SET TASK 1 → In the records, rewrite the stretch from the line containing "the steam dome;" through the end of the records, swapping every "planogram checker" for "layout checker" and leaving all other wording as it stands.
SET TASK 2 → Extend the report on BNZ's lending through mortgage advisers, picking up right after its last sentence.

SOURCE EXTRACT →

-- Start --

The numbers are showing convincingly that Bank of New Zealand is again shifting away from using mortgage advisers to originate home loans.

Thursday, November 06th 2025

BNZ shows in its slides that advisers accounted for only 41.1% of new lending in the six months ended September, down from 42% in the six months ended March and down from 47.6% in the six months ended September 2024.

Advisers still accounted for 39.3% of BNZ’s mortgage book at Sept 30, up from 38% a year earlier.

BNZ didn’t deal with advisers at all between 2003 and May 2015 but then resumed because it had been losing market share of the NZ mortgage market.

Last month, Kiwibank chief financial officer Paul Chambers said mortgage advisers were approaching about 65% of mortgage origination in NZ. BNZ had nearly 16.9% of the market at June 30, based on the Reserve Bank’s bank financial strength dashboard.

BNZ’s disclosure statement showed it lent a net $1.8 billion in new mortgages in the six months ended Sept 30 and $3.84 billion in the year ended Sept 30, taking its mortgage book to $63.95 billion.

The percentage of the portfolio paying interest only rose slightly to 18.6% from 18.4% a year earlier while loans with payments more than 90 days past due rose marginally to 0.21% of the portfolio from 0.2%.

Impaired loans were unchanged at 0.12% of the portfolio.

BNZ’s net profit for the year ended Sept 30 fell 0.5% to $1.5 billion and that was despite charges against profit for bad debts dropping to $27 million from $146 million the previous year.

-- End --

MATERIAL SUPPLIED →
-- Start --

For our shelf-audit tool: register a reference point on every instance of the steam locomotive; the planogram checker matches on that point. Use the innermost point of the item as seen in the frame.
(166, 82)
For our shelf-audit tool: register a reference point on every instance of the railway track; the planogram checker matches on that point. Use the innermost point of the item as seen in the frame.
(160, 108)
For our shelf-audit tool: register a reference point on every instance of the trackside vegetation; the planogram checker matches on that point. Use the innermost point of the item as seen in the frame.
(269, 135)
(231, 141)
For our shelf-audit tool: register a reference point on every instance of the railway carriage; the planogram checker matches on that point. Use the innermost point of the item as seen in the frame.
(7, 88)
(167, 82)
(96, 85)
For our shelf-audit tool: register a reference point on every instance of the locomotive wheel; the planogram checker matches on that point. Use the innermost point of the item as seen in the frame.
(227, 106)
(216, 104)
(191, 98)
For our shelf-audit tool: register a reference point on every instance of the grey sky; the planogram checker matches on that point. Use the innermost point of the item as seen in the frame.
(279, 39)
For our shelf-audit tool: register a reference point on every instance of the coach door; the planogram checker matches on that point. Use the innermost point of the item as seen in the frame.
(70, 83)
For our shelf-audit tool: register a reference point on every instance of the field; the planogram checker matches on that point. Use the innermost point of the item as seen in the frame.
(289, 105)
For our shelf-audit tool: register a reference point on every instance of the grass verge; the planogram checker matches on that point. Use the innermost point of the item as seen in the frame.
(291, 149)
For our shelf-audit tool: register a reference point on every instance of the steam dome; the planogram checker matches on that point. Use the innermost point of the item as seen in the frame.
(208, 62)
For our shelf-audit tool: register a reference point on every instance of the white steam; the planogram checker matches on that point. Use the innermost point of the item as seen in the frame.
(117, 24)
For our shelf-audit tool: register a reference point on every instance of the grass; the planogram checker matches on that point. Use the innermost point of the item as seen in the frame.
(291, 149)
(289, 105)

-- End --

RESPONSE 1 →
For our shelf-audit tool: register a reference point on every instance of the steam dome; the layout checker matches on that point. Use the innermost point of the item as seen in the frame.
(208, 62)
For our shelf-audit tool: register a reference point on every instance of the white steam; the layout checker matches on that point. Use the innermost point of the item as seen in the frame.
(117, 24)
For our shelf-audit tool: register a reference point on every instance of the grass; the layout checker matches on that point. Use the innermost point of the item as seen in the frame.
(291, 149)
(289, 105)

RESPONSE 2 →
However, net gains on financial instruments fell to $109 million from $273 million.

Net interest income was up 5.8% to $3.08 billion with net interest income rising six basis points to 2.43% while operating expenses fell 0.9% to 1.38 billion.

BNZ chief executive Dan Huggins said in a statement that the results reflect the slower-than-expected recovery in the NZ economy, noting the bank’s revenue fell 3.7%, even though home lending was up 6.4% and business lending was up 2.2%.

“BNZ has supported more than 11,500 customers into home ownership, with first-home buyers accounting for 33% of all new home loans as they took advantage of relatively flat house prices and lower mortgage rates,” Huggins said.

Since September 2024, BNZ’s advertised one-year fixed mortgage rates have dropped from 6.45% to 4.49%, saving a household with a $500,000 mortgage $376 a fortnight or nearly $10,000 a year, he said.

Nearly 50% of BNZ’s home loan customers are now on interest rates of 5% or less and more than half its customers are more than two years ahead on repayments.